*Data for review*.
=== Section Start ===

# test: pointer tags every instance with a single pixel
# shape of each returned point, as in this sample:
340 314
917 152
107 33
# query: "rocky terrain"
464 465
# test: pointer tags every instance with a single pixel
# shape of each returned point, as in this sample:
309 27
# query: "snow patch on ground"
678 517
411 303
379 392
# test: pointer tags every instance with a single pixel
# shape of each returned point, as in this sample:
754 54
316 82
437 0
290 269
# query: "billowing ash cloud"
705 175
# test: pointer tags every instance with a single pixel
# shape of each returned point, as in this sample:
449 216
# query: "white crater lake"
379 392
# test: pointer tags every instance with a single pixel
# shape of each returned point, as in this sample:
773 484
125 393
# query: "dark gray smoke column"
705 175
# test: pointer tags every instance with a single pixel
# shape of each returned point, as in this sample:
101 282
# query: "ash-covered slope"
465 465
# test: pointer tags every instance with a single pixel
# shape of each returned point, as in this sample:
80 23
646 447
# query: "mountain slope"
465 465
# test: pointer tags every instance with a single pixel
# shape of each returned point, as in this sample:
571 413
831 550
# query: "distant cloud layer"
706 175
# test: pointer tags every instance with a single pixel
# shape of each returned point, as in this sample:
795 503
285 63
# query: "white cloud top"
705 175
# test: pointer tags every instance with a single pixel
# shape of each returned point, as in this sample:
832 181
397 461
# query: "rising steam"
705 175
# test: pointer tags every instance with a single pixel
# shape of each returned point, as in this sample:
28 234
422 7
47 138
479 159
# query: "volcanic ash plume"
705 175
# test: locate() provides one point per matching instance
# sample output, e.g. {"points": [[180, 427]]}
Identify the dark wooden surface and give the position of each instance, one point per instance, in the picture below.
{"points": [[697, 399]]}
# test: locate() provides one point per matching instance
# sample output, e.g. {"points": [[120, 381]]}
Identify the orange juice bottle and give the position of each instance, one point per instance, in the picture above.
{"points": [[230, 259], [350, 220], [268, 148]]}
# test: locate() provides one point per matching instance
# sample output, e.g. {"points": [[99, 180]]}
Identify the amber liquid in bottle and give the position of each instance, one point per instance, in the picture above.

=== Section End ===

Word for word, return the entire listing above.

*Written response*.
# test: pointer tags every instance with a single pixel
# shape of each returned point, as in this sample:
340 314
917 152
107 33
# query: "rocky terrain"
464 465
# test: pointer tags every instance with a single pixel
# shape of each returned point, as in this sample:
309 27
# query: "snow patch on ground"
678 517
411 303
379 392
# test: pointer tags every instance with a single pixel
# shape of each returned point, as in this sample:
754 54
316 82
437 0
290 269
# query: "billowing ash cloud"
705 175
# test: pointer tags every instance with a single pixel
# shape of each returned point, as in this sample:
449 216
# query: "white crater lake"
379 392
# test: pointer tags every instance with a single pixel
# shape of each returned point, as in this sample:
773 484
125 393
# query: "dark gray smoke column"
705 175
# test: pointer tags every instance with a single pixel
# shape of each returned point, as in this sample:
101 282
# query: "ash-covered slope"
465 465
# test: pointer tags every instance with a single pixel
# shape of each returned point, as in this sample:
80 23
646 447
# query: "mountain slope"
465 465
# test: pointer tags every instance with a single pixel
# shape of each returned point, as in this sample:
571 413
831 550
# query: "distant cloud layer"
706 175
# test: pointer tags every instance with a single pixel
# shape of each returned point, as in this sample:
795 503
285 63
# query: "white cloud top"
705 175
# test: pointer tags every instance with a single pixel
# shape of each returned point, as in this sample:
832 181
397 461
# query: "rising steam"
705 175
# test: pointer tags every instance with a single pixel
# shape of each returned point, as in this sample:
28 234
422 7
47 138
479 159
# query: "volcanic ash plume"
705 175
# test: locate() provides one point per matching instance
# sample output, e.g. {"points": [[180, 427]]}
Identify the dark wooden surface and give the position of each instance, one point per instance, in the picture below.
{"points": [[697, 399]]}
# test: locate() provides one point per matching instance
# sample output, e.g. {"points": [[120, 381]]}
Identify the orange juice bottle and give the position of each instance, one point per instance, in the picture above.
{"points": [[230, 259], [350, 220], [268, 148]]}
# test: locate() provides one point per matching instance
# sample output, e.g. {"points": [[99, 180]]}
Identify the amber liquid in bottle and give the position of each instance, one point per instance, in the picture above.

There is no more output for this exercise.